Material for this task:
----
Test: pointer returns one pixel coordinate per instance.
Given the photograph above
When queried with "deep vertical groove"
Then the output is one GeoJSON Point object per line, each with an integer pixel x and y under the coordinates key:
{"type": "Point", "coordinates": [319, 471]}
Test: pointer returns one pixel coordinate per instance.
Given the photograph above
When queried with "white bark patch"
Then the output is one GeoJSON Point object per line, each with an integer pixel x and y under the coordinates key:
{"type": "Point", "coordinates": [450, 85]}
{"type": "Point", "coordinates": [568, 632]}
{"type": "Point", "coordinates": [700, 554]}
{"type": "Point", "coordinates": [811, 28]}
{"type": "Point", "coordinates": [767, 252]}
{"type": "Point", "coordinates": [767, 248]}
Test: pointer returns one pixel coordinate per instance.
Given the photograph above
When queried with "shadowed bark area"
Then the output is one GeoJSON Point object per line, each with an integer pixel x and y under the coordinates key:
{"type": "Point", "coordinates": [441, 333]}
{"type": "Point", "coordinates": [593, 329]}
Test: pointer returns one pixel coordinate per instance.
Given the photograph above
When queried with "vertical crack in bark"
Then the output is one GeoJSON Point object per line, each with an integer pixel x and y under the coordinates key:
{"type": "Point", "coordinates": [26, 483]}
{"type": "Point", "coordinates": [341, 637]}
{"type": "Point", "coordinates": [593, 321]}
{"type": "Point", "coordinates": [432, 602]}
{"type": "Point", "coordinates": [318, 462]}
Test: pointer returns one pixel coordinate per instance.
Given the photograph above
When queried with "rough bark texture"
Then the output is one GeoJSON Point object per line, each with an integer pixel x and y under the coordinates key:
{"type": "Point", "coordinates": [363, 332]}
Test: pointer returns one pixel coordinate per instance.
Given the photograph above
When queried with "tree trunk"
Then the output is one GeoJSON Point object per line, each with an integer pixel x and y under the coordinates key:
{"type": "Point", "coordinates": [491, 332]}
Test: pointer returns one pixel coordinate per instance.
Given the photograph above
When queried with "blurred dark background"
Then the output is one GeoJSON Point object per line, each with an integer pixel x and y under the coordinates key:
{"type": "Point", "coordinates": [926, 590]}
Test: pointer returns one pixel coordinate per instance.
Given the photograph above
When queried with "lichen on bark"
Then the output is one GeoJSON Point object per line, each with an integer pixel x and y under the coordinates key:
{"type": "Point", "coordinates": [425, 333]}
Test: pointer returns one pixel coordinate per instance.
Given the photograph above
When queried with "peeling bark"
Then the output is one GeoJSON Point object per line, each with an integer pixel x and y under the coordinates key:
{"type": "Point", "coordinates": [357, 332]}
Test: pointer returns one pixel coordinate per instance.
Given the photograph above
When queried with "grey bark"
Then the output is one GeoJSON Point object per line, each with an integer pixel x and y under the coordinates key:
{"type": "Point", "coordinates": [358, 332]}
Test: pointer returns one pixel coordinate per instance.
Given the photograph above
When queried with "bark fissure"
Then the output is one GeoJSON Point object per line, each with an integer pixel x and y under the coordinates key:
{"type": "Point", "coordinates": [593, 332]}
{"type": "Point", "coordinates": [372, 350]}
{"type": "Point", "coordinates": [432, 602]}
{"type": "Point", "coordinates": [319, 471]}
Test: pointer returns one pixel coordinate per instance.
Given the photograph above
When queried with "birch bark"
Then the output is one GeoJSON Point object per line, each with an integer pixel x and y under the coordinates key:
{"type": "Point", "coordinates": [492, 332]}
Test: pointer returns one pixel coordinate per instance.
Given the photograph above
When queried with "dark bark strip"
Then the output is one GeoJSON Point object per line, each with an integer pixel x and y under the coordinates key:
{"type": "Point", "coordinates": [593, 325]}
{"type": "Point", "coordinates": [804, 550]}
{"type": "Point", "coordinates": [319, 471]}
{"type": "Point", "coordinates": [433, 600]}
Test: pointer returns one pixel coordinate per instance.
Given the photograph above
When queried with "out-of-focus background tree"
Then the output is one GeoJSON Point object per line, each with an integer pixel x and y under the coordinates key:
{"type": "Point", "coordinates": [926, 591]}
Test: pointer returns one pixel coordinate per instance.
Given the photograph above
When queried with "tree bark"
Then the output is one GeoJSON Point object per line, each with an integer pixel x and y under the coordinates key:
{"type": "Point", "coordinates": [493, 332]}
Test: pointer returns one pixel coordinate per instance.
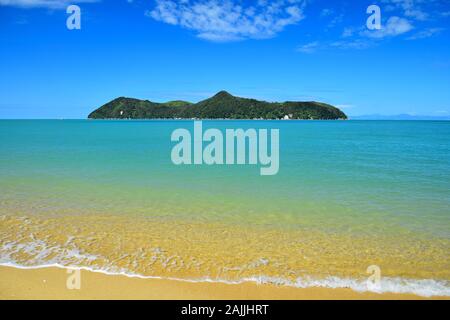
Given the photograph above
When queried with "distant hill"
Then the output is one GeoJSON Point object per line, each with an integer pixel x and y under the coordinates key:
{"type": "Point", "coordinates": [398, 117]}
{"type": "Point", "coordinates": [221, 106]}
----
Task:
Repeat the records above verbatim, with no pictures in the result.

Output:
Test: pointer returns one pixel coordinate per instance.
Given the photograph above
When queried with "deep vertical groove"
Then the output is one GeoJSON Point object per line, each with an integer pixel x and y under the coordinates key:
{"type": "Point", "coordinates": [319, 471]}
Test: pointer returns one pixel coordinate per instance.
Given the photograph above
When queried with "white bark patch"
Then the output is one GeoJSON Point object per line, each with an integer pixel x and y under the coordinates key:
{"type": "Point", "coordinates": [450, 85]}
{"type": "Point", "coordinates": [568, 632]}
{"type": "Point", "coordinates": [700, 554]}
{"type": "Point", "coordinates": [811, 28]}
{"type": "Point", "coordinates": [767, 252]}
{"type": "Point", "coordinates": [767, 248]}
Test: pointer returns one pixel coordinate per instance.
Given the photograph above
When queried with "shadowed bark area"
Then the output is one GeoJSON Point object per line, each with an integer pixel x and y under the coordinates key:
{"type": "Point", "coordinates": [441, 333]}
{"type": "Point", "coordinates": [593, 329]}
Test: pointer returns one pixel coordinate per instance.
Given the photograph above
When queried with "vertical crack in bark"
Then the output is one GeoJSON Point object per line, each with an integer pixel x and y under the coordinates key:
{"type": "Point", "coordinates": [26, 483]}
{"type": "Point", "coordinates": [341, 637]}
{"type": "Point", "coordinates": [593, 321]}
{"type": "Point", "coordinates": [432, 602]}
{"type": "Point", "coordinates": [318, 462]}
Test: pointer returns one pixel coordinate per instance.
Given the photograph above
When queried with "rough bark texture"
Then the output is one GeoJSON Point object per line, each with an integer pixel x and y under the coordinates key:
{"type": "Point", "coordinates": [363, 332]}
Test: pointer returns one pixel coordinate per instance.
Given the photograph above
When queried with "tree trunk"
Then the output is one GeoJSON Point object per line, each with an integer pixel x and y under the coordinates key:
{"type": "Point", "coordinates": [491, 332]}
Test: pointer returns one pixel coordinate per instance.
Given the photograph above
When queried with "blurred dark background"
Then the output is one GeoJSON Point object per line, each with an integer pixel x and y under the coordinates key:
{"type": "Point", "coordinates": [926, 590]}
Test: pointer returns one pixel coordinate per instance.
Given the photograph above
When queried with "lichen on bark"
Then the output is one GeoJSON Point object per line, each with an integer pixel x and y under the coordinates key:
{"type": "Point", "coordinates": [425, 333]}
Test: pointer returns one pixel coordinate per instance.
Given the photograph above
When queried with "peeling bark"
Then the output is one GeoJSON Point object per line, each with an integer pixel x and y under the coordinates key:
{"type": "Point", "coordinates": [357, 332]}
Test: pointer returns one pixel coordinate per instance.
Given the photograph above
When queried with "grey bark"
Then the output is one GeoJSON Point object per line, each with an integer pixel x and y under the coordinates key:
{"type": "Point", "coordinates": [358, 332]}
Test: pointer returns one pixel coordinate per instance.
Given the photograph above
When queried with "bark fissure"
Then the output is one GeoJSON Point object per line, each with an integer pixel x and y under the coordinates key:
{"type": "Point", "coordinates": [593, 332]}
{"type": "Point", "coordinates": [372, 350]}
{"type": "Point", "coordinates": [432, 602]}
{"type": "Point", "coordinates": [319, 471]}
Test: pointer returns one pixel coordinate per instance.
Given the photograph above
When queried with "birch bark"
Then the output is one GeoJSON Point object per line, each with an integer pixel x and y under the coordinates key:
{"type": "Point", "coordinates": [492, 332]}
Test: pointer returns one pixel coordinate per instance.
Given the photograph above
When queried with "dark bark strip"
Then the output is one GeoJSON Point object per line, each with an integer pixel x and y under the coordinates key:
{"type": "Point", "coordinates": [593, 325]}
{"type": "Point", "coordinates": [804, 550]}
{"type": "Point", "coordinates": [319, 471]}
{"type": "Point", "coordinates": [433, 600]}
Test: pointer returns one pixel coordinate per instance.
Given the photograph above
When queried with "out-of-focus background tree"
Then the output is one GeoJSON Point object per line, each with an integer pixel x and y under the coordinates key:
{"type": "Point", "coordinates": [926, 591]}
Test: pointer returns one pixel coordinate per instance.
Given the photograph above
When queried with "tree bark"
Then the output is one GeoJSON Point object per line, each with an integer pixel x and y under the coordinates key:
{"type": "Point", "coordinates": [493, 332]}
Test: pointer returns one pixel coordinate per instance.
Given the photograph above
When queried with "distant hill"
Then the output is one GeoJSON Point object per line, each with an integer pixel x and y under the coordinates key:
{"type": "Point", "coordinates": [398, 117]}
{"type": "Point", "coordinates": [221, 106]}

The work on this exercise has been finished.